Instructions for the task:
Report how many lines in the records below contain the string "logo", with case counting, and give only the number.
:: Records provided
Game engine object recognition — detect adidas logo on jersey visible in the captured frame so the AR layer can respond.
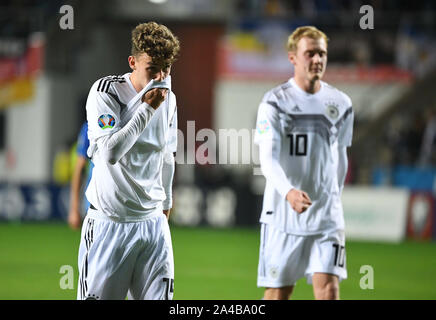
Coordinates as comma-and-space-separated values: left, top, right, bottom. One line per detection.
291, 105, 302, 112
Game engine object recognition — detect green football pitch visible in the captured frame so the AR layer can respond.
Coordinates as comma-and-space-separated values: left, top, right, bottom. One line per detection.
0, 223, 436, 300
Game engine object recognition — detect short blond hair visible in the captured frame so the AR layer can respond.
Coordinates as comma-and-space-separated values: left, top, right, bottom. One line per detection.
131, 21, 180, 66
286, 26, 329, 52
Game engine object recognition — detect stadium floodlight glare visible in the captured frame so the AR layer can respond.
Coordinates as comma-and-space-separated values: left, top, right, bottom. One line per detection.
148, 0, 167, 4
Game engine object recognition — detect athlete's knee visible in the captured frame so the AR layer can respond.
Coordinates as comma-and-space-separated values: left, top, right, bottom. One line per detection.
263, 286, 294, 300
316, 281, 339, 300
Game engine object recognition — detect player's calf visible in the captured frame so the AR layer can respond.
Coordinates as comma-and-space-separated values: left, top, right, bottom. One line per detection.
263, 286, 294, 300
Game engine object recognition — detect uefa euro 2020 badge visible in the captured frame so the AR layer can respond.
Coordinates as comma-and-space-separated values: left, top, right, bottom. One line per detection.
257, 120, 270, 134
326, 102, 339, 120
98, 114, 115, 129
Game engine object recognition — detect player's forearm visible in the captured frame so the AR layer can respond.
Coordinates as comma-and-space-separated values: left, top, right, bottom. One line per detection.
259, 141, 294, 198
162, 153, 176, 210
97, 103, 154, 164
70, 156, 86, 212
338, 146, 348, 192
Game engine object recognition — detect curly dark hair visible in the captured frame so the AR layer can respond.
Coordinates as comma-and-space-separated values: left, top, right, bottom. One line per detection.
131, 21, 180, 66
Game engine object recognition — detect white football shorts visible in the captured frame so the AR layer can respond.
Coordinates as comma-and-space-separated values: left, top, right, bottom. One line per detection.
77, 209, 174, 300
257, 223, 347, 288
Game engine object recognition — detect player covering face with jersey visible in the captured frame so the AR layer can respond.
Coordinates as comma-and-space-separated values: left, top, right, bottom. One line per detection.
255, 26, 353, 299
77, 22, 179, 300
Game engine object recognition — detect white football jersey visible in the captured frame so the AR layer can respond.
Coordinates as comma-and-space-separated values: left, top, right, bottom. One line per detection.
86, 73, 177, 221
254, 78, 354, 235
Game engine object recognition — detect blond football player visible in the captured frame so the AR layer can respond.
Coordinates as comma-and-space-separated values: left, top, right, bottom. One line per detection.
255, 26, 353, 299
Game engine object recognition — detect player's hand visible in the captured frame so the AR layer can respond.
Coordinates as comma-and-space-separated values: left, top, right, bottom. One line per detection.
162, 209, 171, 219
141, 88, 168, 110
68, 211, 82, 230
286, 189, 312, 213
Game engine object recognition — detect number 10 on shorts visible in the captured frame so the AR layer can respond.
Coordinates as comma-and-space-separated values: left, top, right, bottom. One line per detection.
333, 243, 345, 268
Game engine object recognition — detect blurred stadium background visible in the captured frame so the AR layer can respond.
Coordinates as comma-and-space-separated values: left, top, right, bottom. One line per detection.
0, 0, 436, 299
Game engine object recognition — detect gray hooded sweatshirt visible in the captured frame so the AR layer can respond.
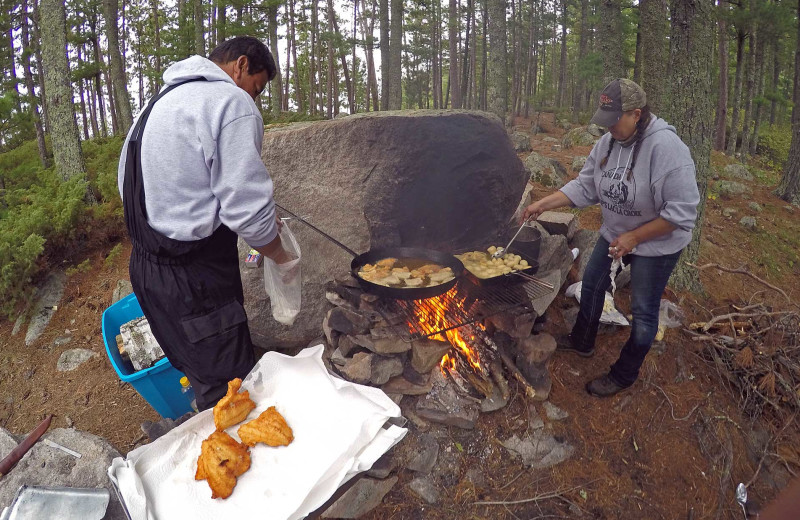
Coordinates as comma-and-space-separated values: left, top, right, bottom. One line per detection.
561, 115, 700, 256
117, 56, 277, 247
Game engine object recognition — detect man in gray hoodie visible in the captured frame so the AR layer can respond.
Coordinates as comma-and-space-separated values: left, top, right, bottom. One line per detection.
523, 79, 700, 397
118, 37, 290, 410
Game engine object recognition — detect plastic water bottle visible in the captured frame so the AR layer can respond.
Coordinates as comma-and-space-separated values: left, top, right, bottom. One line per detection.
181, 376, 197, 412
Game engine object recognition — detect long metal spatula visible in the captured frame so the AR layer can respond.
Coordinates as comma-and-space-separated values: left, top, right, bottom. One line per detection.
492, 217, 531, 258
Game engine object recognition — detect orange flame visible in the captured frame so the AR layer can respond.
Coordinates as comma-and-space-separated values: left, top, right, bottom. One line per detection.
414, 287, 481, 373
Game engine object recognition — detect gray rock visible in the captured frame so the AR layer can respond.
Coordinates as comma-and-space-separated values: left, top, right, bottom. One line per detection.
370, 335, 411, 354
561, 127, 597, 150
322, 477, 397, 518
586, 123, 606, 137
53, 336, 72, 347
411, 339, 453, 374
525, 152, 567, 188
714, 181, 753, 199
247, 110, 529, 348
739, 216, 758, 231
511, 132, 531, 153
536, 211, 578, 240
416, 370, 480, 430
111, 280, 133, 305
381, 376, 432, 395
503, 428, 575, 469
538, 235, 574, 284
11, 312, 25, 336
542, 401, 569, 421
0, 428, 127, 520
25, 272, 67, 346
328, 307, 372, 336
569, 229, 600, 283
408, 477, 439, 504
370, 354, 403, 385
56, 348, 97, 372
723, 163, 754, 181
339, 352, 374, 384
367, 451, 397, 479
481, 385, 508, 413
406, 434, 439, 473
572, 155, 587, 173
532, 269, 562, 316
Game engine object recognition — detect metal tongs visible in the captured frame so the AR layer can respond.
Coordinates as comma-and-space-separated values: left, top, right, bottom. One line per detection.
492, 215, 533, 258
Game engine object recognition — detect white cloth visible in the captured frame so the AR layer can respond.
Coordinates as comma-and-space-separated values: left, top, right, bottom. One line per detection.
108, 345, 407, 520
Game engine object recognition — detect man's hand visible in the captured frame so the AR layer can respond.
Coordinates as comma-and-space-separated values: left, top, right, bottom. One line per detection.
608, 231, 639, 258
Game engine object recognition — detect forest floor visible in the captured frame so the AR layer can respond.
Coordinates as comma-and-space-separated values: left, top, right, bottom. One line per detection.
0, 114, 800, 520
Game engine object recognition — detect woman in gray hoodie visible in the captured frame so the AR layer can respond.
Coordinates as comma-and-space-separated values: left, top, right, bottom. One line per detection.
523, 79, 700, 397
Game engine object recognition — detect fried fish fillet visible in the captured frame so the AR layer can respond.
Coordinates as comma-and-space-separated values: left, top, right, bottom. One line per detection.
214, 377, 256, 431
239, 406, 294, 446
194, 432, 250, 498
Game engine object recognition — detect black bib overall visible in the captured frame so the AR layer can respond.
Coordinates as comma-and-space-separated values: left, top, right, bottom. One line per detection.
123, 80, 255, 410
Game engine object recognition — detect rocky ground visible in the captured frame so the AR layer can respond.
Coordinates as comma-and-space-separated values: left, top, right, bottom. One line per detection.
0, 114, 800, 519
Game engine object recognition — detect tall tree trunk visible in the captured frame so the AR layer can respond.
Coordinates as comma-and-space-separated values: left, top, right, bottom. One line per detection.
308, 0, 319, 115
750, 27, 767, 155
103, 0, 133, 135
389, 0, 403, 110
558, 0, 567, 107
486, 0, 508, 121
192, 0, 206, 56
665, 0, 714, 291
775, 1, 800, 206
41, 0, 91, 195
714, 11, 728, 152
769, 38, 781, 126
31, 0, 50, 134
20, 0, 50, 168
597, 0, 624, 85
267, 1, 283, 117
379, 0, 392, 110
328, 0, 356, 114
725, 29, 746, 157
739, 28, 761, 162
639, 0, 669, 114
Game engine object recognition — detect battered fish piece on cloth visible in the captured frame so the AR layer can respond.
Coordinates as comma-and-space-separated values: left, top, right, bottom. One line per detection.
194, 432, 250, 498
214, 377, 256, 431
238, 406, 294, 446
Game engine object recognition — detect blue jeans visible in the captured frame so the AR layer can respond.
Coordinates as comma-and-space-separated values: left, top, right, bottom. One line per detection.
570, 237, 681, 387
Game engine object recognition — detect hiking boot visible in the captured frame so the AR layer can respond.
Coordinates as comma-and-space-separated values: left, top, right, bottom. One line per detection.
586, 374, 630, 397
556, 336, 594, 357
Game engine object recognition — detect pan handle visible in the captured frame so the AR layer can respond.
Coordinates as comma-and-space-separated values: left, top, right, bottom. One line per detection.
275, 202, 358, 258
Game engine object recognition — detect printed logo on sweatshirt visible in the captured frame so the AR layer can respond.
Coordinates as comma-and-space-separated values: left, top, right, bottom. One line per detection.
600, 166, 642, 217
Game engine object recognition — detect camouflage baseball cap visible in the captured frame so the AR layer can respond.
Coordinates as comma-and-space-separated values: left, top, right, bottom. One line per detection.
591, 79, 647, 128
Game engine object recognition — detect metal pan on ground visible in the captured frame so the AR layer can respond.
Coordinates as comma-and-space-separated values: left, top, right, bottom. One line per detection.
275, 204, 464, 300
350, 247, 464, 300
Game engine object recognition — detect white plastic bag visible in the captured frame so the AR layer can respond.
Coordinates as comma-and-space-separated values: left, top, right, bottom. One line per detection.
264, 224, 302, 325
566, 282, 630, 327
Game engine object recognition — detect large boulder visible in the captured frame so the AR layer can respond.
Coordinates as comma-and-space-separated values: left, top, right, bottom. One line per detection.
525, 152, 567, 188
247, 110, 528, 348
0, 428, 127, 520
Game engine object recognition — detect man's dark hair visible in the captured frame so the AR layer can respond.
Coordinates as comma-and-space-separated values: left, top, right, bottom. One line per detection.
208, 36, 277, 81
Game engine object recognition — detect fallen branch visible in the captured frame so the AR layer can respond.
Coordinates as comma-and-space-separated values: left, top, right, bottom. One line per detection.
686, 262, 792, 303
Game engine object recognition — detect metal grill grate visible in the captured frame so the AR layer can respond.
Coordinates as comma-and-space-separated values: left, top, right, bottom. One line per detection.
376, 276, 553, 341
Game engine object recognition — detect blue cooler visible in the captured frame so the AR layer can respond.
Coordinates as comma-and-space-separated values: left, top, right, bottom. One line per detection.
103, 294, 192, 419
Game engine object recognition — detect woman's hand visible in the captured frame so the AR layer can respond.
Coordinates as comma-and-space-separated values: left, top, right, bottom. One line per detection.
608, 231, 639, 258
519, 199, 546, 224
::::
Output of the exercise:
2